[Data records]

* * * * * * *

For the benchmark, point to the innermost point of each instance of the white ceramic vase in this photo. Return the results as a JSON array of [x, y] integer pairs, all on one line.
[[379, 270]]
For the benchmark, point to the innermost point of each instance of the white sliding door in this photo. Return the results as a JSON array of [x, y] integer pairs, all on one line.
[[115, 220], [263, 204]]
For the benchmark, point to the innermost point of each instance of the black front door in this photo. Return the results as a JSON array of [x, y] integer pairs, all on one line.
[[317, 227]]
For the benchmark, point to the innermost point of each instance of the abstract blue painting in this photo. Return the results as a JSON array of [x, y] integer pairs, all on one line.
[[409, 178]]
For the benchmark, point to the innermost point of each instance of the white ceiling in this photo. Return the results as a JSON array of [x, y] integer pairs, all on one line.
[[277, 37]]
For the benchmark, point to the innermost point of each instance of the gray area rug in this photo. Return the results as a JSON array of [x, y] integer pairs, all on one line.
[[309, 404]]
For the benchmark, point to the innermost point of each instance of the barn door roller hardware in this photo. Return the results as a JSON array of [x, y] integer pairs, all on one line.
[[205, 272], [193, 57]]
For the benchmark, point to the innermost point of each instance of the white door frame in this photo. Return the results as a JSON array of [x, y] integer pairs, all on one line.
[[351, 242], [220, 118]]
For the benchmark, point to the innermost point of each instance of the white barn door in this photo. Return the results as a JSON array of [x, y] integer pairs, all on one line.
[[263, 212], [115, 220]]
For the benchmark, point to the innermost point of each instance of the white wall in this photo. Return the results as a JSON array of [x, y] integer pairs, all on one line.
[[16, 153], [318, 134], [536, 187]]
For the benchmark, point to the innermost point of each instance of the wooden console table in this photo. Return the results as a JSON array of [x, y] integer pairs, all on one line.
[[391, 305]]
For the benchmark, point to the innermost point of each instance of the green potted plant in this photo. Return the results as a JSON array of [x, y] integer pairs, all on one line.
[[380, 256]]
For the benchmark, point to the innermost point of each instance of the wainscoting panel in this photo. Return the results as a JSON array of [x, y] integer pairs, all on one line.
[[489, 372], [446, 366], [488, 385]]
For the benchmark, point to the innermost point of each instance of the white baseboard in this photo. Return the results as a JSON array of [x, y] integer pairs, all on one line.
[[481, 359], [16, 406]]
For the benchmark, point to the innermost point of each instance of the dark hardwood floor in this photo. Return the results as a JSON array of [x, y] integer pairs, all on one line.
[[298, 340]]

* * * * * * *

What you are asked to do:
Could you turn every line of the items above into a JSON list of strings, with one string per line and any blank lines left out?

The reply:
[
  "For the benchmark, point to the innermost point of each instance of the white ceramic vase in this photo. Return the results as a JSON array of [x, y] integer pairs, all on one line.",
  "[[379, 270]]",
  "For the benchmark, point to the innermost point of each instance of the white sliding door in this photo. Return the results as a JSON array of [x, y] integer pairs, all on one line.",
  "[[115, 220], [263, 204]]",
  "For the benchmark, point to the innermost point of each instance of the black front door in this photo. Return the results as a JSON array of [x, y] integer pairs, all on one line.",
  "[[317, 227]]",
  "For the benchmark, point to the innermost point of each instance of the abstract blue painting in this photo. Return the results as a JSON array of [x, y] integer pairs, all on one line.",
  "[[409, 178]]",
  "For the benchmark, point to the innermost point of each instance of the white ceiling in this photo. Return the results as a JSON array of [x, y] integer pairs, all on one line.",
  "[[277, 37]]",
  "For the benchmark, point to the innermost point of each instance of the gray area rug in this photo. Return the results as a JSON array of [x, y] integer pairs, all on one line.",
  "[[309, 404]]",
  "For the benchmark, point to the innermost point of each instance of the barn door roller hardware in this photo. Return the results as a JSON array of [x, y] integer pairs, all on one line.",
  "[[205, 272], [193, 57]]",
  "For the benchmark, point to the innermost point of each instance of the white door frame in this photo. Return the results as a JSON array of [x, y] integer pairs, all on one line.",
  "[[351, 242], [220, 118]]",
  "For the benchmark, point to the innermost point of each instance of the white barn door in this photo. Return the results as a JSON array of [x, y] integer pairs, all on one line.",
  "[[263, 212], [115, 220]]",
  "For the benchmark, point to the innermost point of each instance of the white wall in this photo. Return the results as a JSON array of [x, y] integer pairs, all on one line.",
  "[[16, 153], [318, 134], [536, 187]]",
  "For the benchmark, point to the innermost point of each instance of the wooden console table in this photo. Return the results as a JSON array of [x, y] integer pairs, all on one line.",
  "[[391, 305]]",
  "For the benchmark, point to the innermost point of each instance of the green potted plant in this photo. Return the results as a JSON array of [x, y] integer pairs, all on one line.",
  "[[380, 256]]",
  "For the benchmark, point to the innermost point of each instance of the wainscoting panel in this photo. Return the results as a JSON array of [x, y] integer pairs, all on one line.",
  "[[489, 372], [446, 366], [488, 385]]",
  "For the benchmark, point to the innermost point of each instance of the white baseboard in this photo. Return the results as a JSON array of [x, y] integer pairs, all on one line.",
  "[[481, 359], [16, 406]]",
  "For the benchmark, point to the innermost point of each instance of the dark hardwood floor in this photo. Return the results as a JSON array of [x, y] integer pairs, all on one line.",
  "[[298, 340]]"
]